## START Rows

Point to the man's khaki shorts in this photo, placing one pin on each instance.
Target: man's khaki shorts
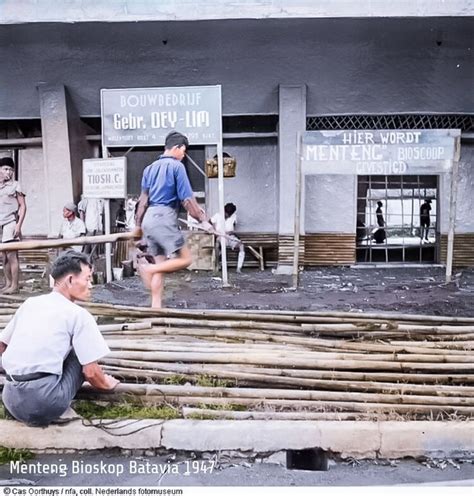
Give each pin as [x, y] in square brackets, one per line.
[7, 232]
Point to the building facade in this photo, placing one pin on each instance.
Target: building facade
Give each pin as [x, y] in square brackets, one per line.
[284, 67]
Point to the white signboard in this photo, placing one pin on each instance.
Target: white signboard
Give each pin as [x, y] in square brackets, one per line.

## END Rows

__What to produce__.
Render every line of the items above as a Markdown table with the columns "No." and "Text": "No." holds the row number and "Text" holds the line. Leave out blank lines and pictures.

__Completed task__.
| No. | Text |
|---|---|
| 1 | Point to the man's khaki shorts in this photo, placing one pin on each instance. |
| 2 | Target: man's khaki shorts |
| 3 | Give each pin as [x, y] in square brackets, one per line. |
| 4 | [7, 232] |
| 5 | Point to the building facade in this photo, placing one pin on each instance. |
| 6 | Target: building facade |
| 7 | Give each pin as [x, y] in square brackets, one per line. |
| 8 | [284, 67] |
| 9 | Point to the white signboard in this photo, placing one pin on each instance. |
| 10 | Target: white signboard |
| 11 | Give each pin as [x, y] in square brackets, one per line. |